◆ **Problem to work on**: Starting with the line that contains "of the green", set down each line through the end of the entries below, exactly and with nothing added.

◆ **Entries provided**:
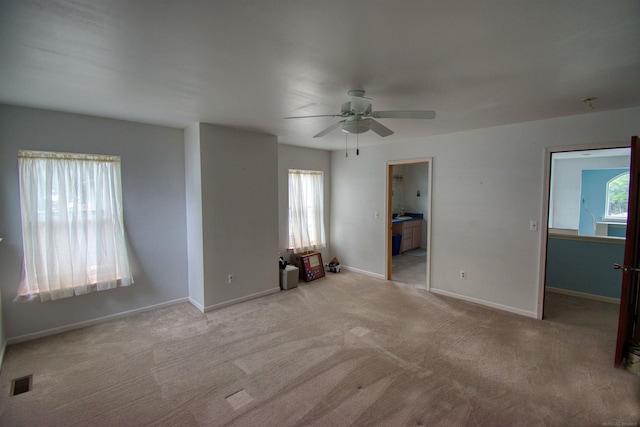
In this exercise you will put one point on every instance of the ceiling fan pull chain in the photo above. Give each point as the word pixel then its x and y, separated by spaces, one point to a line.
pixel 346 148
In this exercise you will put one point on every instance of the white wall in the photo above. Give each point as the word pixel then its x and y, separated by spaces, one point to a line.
pixel 566 181
pixel 487 186
pixel 154 214
pixel 290 157
pixel 193 184
pixel 239 202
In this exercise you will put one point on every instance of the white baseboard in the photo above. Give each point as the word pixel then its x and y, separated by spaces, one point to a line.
pixel 60 329
pixel 239 300
pixel 365 272
pixel 196 304
pixel 583 295
pixel 485 303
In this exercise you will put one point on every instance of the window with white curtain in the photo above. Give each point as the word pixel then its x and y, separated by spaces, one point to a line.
pixel 72 225
pixel 306 210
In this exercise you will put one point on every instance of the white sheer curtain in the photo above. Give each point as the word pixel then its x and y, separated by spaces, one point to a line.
pixel 306 210
pixel 72 225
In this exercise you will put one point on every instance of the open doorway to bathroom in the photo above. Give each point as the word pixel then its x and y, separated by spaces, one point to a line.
pixel 409 222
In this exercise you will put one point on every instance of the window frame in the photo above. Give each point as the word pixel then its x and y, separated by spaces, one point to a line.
pixel 607 214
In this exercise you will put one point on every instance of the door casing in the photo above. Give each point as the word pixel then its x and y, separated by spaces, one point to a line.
pixel 389 213
pixel 544 225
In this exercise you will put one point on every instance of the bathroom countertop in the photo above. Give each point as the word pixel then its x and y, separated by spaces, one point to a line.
pixel 407 217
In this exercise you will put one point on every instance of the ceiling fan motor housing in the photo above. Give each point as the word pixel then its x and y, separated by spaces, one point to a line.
pixel 356 124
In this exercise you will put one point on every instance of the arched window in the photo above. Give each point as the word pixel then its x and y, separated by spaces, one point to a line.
pixel 617 197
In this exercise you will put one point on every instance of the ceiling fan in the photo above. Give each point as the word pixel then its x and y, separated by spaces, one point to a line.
pixel 359 118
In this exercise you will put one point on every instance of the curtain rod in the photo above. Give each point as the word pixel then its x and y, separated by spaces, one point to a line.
pixel 25 154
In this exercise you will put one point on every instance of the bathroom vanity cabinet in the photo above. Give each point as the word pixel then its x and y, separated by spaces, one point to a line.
pixel 411 231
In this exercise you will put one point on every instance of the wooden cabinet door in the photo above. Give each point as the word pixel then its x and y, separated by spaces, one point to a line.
pixel 417 235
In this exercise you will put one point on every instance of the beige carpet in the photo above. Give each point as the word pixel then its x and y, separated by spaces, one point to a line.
pixel 343 350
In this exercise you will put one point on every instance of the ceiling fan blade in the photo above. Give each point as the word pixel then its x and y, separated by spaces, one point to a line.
pixel 404 114
pixel 321 115
pixel 329 129
pixel 380 129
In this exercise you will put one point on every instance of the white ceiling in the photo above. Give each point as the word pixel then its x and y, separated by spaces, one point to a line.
pixel 250 63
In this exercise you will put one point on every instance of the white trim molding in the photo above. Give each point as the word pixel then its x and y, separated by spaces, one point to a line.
pixel 502 307
pixel 239 300
pixel 96 321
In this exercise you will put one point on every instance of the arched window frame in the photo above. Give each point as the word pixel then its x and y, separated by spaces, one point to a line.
pixel 609 216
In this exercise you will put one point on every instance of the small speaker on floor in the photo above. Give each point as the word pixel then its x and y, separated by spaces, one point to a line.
pixel 21 385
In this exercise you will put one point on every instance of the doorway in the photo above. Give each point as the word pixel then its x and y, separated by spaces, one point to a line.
pixel 576 226
pixel 408 222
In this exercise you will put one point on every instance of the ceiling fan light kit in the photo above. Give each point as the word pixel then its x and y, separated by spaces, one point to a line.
pixel 359 117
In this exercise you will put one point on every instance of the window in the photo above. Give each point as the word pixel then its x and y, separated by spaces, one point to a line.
pixel 617 197
pixel 306 210
pixel 72 225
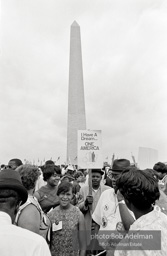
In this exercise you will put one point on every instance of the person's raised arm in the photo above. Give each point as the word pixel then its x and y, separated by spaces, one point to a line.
pixel 82 235
pixel 126 216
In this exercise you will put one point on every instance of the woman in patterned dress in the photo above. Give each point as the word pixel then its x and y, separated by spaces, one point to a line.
pixel 68 227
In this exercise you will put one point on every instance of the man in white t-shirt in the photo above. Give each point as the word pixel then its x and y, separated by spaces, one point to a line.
pixel 111 212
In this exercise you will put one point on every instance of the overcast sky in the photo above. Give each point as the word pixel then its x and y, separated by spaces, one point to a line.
pixel 124 53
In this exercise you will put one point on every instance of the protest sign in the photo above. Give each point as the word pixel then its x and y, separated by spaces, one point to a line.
pixel 90 149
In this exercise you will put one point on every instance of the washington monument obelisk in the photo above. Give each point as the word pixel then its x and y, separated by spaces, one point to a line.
pixel 76 101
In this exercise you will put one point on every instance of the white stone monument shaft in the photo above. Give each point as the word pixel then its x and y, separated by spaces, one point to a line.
pixel 76 100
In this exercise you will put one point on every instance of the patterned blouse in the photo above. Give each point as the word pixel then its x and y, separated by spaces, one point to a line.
pixel 65 242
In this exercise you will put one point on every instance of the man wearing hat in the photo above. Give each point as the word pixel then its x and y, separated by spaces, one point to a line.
pixel 111 212
pixel 97 189
pixel 15 240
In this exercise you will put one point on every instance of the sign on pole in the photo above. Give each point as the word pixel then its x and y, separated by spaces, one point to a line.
pixel 90 149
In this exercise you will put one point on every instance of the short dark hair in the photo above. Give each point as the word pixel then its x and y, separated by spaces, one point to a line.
pixel 17 161
pixel 160 167
pixel 78 174
pixel 139 187
pixel 64 187
pixel 49 170
pixel 29 175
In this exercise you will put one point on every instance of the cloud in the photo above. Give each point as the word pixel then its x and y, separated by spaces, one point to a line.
pixel 124 65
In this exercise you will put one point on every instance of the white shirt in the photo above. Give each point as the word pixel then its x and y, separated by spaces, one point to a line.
pixel 18 241
pixel 106 213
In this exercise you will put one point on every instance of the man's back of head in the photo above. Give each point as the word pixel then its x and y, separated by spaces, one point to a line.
pixel 14 163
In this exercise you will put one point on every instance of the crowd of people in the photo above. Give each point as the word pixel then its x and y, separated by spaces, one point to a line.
pixel 65 211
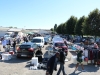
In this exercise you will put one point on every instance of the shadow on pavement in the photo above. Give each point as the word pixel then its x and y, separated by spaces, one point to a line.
pixel 75 73
pixel 16 60
pixel 88 68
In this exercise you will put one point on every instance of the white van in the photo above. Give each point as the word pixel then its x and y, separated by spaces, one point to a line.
pixel 39 41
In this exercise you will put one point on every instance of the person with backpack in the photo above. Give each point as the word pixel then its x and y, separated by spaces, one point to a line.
pixel 52 64
pixel 62 62
pixel 79 60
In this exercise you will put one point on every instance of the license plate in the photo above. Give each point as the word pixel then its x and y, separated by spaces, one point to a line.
pixel 24 55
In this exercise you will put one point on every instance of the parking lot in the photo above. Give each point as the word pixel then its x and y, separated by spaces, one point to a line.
pixel 20 67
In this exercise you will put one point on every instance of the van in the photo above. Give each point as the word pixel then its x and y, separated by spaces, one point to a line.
pixel 39 41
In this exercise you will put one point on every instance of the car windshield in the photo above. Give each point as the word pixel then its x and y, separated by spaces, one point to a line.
pixel 25 46
pixel 36 40
pixel 46 39
pixel 59 44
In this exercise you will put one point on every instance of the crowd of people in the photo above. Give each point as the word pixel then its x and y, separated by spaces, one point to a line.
pixel 7 43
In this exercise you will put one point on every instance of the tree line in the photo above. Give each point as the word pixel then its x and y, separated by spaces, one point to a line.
pixel 89 25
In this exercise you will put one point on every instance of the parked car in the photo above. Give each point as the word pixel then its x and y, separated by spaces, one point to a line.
pixel 27 49
pixel 46 40
pixel 39 41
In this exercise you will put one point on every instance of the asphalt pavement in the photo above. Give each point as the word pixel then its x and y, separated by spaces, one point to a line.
pixel 20 66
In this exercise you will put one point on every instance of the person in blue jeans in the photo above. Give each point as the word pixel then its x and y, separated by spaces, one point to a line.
pixel 62 62
pixel 52 64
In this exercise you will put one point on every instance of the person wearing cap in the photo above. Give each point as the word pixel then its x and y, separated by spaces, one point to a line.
pixel 79 60
pixel 52 63
pixel 62 62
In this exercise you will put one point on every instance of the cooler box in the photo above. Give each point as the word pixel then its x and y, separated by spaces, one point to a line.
pixel 6 56
pixel 34 61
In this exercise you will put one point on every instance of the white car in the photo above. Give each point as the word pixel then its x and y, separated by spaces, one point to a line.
pixel 39 41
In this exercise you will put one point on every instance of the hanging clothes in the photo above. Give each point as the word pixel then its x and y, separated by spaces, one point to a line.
pixel 95 53
pixel 86 53
pixel 90 55
pixel 99 54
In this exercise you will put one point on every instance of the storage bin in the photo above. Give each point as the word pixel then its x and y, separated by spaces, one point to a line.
pixel 6 56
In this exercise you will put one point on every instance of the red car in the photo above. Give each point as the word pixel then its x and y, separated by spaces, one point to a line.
pixel 58 45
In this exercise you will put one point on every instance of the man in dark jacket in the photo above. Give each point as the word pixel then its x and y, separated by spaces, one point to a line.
pixel 62 62
pixel 39 54
pixel 52 63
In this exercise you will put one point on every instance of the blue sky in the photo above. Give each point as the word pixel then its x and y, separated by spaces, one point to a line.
pixel 43 14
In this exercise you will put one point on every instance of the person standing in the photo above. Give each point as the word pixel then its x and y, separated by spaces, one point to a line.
pixel 79 60
pixel 62 62
pixel 52 63
pixel 39 54
pixel 14 46
pixel 4 43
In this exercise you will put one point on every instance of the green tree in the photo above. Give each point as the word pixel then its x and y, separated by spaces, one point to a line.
pixel 91 25
pixel 63 28
pixel 59 29
pixel 85 27
pixel 70 25
pixel 78 26
pixel 55 27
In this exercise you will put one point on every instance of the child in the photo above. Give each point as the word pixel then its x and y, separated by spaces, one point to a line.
pixel 79 60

◆ **Finished task**:
In this exercise you will put one point on every instance of the green tree in the photo above. Give each point as the word pixel then its x and y, separated by spaces, one point to a line.
pixel 91 25
pixel 63 28
pixel 59 29
pixel 85 27
pixel 70 25
pixel 78 26
pixel 55 27
In this exercise you will put one point on every instance of the child in the photo above. Give each point as the word pixel then its x and y, separated by spaces, one point to a line.
pixel 79 60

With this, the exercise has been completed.